**Goal of the exercise**
List every line of the entries below that contains the string "surface".

**Data listing**

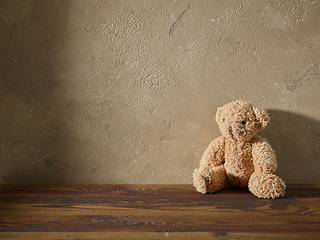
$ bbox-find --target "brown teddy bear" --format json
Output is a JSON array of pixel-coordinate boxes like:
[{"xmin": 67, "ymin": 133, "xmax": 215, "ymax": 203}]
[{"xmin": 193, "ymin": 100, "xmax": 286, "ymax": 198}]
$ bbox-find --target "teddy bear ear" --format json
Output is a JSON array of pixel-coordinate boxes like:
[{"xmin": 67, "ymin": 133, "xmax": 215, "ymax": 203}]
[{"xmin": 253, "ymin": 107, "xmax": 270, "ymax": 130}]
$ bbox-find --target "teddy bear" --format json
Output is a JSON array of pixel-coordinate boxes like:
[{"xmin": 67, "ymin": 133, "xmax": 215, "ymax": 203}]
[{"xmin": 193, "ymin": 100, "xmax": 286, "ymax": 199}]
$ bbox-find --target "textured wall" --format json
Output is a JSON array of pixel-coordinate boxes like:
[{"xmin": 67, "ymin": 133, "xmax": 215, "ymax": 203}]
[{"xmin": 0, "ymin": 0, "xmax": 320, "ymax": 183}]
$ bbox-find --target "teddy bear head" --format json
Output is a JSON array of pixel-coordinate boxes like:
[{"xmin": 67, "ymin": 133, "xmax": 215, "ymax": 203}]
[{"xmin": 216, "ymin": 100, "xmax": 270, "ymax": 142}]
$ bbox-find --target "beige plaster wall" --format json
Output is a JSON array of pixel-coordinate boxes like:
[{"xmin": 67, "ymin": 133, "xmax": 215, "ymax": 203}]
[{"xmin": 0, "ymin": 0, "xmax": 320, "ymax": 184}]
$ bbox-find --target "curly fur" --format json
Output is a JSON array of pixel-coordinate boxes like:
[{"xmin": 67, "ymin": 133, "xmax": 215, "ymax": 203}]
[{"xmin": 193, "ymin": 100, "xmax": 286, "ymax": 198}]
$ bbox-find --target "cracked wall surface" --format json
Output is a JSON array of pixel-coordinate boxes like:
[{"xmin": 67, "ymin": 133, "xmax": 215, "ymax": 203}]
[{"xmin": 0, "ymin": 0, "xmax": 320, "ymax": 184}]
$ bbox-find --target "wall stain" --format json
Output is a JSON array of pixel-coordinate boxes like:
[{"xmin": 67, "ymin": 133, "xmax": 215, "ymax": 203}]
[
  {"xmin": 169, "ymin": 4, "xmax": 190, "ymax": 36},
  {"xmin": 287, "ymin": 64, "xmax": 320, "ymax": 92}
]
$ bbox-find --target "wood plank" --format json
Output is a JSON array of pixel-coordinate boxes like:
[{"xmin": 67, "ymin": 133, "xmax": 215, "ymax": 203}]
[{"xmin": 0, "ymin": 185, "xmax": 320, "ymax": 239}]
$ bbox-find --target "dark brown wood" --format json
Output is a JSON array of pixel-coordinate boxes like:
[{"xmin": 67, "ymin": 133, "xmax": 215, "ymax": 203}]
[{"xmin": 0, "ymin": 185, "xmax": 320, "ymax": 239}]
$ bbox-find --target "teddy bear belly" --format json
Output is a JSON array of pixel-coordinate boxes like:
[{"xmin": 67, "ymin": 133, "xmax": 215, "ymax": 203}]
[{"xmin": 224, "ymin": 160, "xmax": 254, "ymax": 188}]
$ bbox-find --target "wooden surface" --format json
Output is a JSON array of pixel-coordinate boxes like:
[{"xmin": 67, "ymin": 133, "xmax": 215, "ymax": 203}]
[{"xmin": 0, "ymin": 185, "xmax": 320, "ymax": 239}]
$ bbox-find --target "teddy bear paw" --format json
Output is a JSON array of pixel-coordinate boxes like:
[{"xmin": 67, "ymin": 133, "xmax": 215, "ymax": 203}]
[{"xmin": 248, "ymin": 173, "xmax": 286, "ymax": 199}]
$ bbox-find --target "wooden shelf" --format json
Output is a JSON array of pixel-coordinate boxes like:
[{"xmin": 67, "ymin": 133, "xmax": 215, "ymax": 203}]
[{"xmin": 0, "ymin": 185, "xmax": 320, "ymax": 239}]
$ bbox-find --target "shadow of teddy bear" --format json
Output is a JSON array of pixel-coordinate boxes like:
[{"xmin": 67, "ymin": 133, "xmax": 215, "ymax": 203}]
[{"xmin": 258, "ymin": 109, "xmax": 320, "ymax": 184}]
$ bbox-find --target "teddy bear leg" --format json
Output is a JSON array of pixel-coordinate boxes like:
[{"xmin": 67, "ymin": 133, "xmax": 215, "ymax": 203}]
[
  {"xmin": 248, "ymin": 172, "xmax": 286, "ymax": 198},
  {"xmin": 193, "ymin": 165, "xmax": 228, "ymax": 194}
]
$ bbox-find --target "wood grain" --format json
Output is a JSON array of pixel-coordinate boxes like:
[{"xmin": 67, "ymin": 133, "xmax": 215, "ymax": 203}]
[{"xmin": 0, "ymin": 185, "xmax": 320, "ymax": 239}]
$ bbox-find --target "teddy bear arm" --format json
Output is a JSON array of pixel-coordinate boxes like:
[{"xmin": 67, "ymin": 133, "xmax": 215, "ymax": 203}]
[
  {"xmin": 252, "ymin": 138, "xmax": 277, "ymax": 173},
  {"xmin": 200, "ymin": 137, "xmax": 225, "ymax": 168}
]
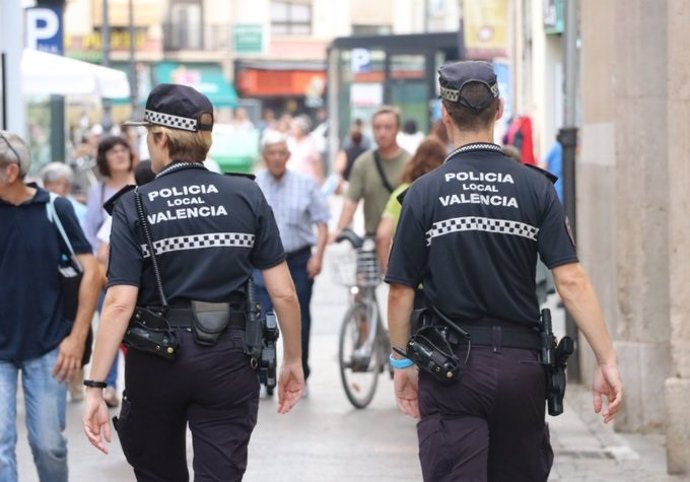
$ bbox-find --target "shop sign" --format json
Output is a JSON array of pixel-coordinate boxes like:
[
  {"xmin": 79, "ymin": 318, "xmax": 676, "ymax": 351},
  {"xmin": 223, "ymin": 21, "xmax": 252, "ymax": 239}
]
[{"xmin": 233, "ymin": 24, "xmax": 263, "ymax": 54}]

**Result of this exercise**
$ bbox-find --target "cracked wall surface" --format json
$ bbox-find --target "wooden surface" --format json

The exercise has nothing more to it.